- Document text

┄┄┄┄┄┄┄┄┄┄┄┄┄┄┄┄┄┄┄┄

The long search for a planet that could sustain life is finally officially over as European scientists gathered to announce that the distant planet was indeed habitable.  Normally news like this would be of such intense interest as to make headlines, but with public interest on more terrestrial matters it may be some time before the rest of the world catches on that an important step in astrobiology has just been taken.  We may be looking a planet with alien life straight in the face.  And now it's official.

Gliese 581d was discovered 20 light years away from our own sun in the constellation Libra.  The planet, which navigates around its parent star Gliese 581, was one of several planets discovered in 2007 by scientists at the European Southern Observatory with a 3.6-meter telescope.  After concluding that the planet may be within the Goldilocks zone of the planet, a long time debate began about whether it may or may not in fact be habitable.  And now that debate has concluded in an official capacity as scientists finally come to the conclusion that it is indeed habitable for life.

Of course habitable for life and habitable for human life are two completely different things.  While we may find the planet teeming with alien biology, the likelihood of it actually sustaining humans who landed on the surface may be a little more difficult.  Humans require an oxygen rich atmosphere in order to survive, and the planet Gliese 581d would have a carbon dioxide rich atmosphere.  But water would not be a problem - as scientists concluded the planet would likely have a water rich environment on the surface.  And as they conducted climate simulations of the surface, all facts point to a likely stable atmosphere complete with rain and other weather phenomena.

┄┄┄┄┄┄┄┄┄┄┄┄┄┄┄┄┄┄┄┄

- Information provided
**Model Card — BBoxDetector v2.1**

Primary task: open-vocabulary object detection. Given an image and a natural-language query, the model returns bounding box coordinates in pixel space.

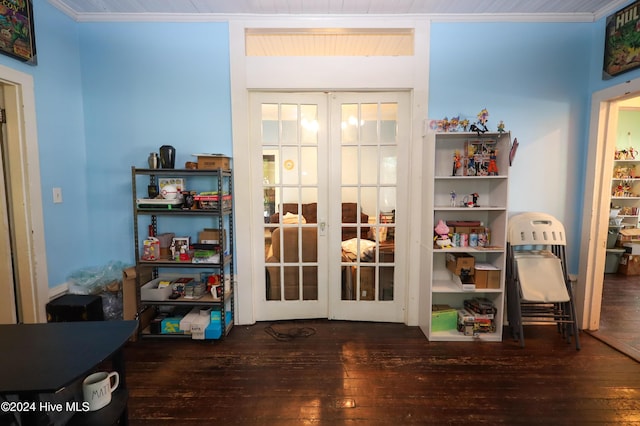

┄┄┄┄┄┄┄┄┄┄┄┄┄┄┄┄┄┄┄┄

- Task to complete
Render this sentence from the text about Gliese 581d in Spanish: "Humans require an oxygen rich atmosphere in order to survive, and the planet Gliese 581d would have a carbon dioxide rich atmosphere." Work from the text about Gliese 581d alone, not the listing.

- Exercise solution
Los seres humanos necesitan una atmósfera rica en oxígeno para sobrevivir, y el planeta Gliese 581d tendría una atmósfera rica en dióxido de carbono.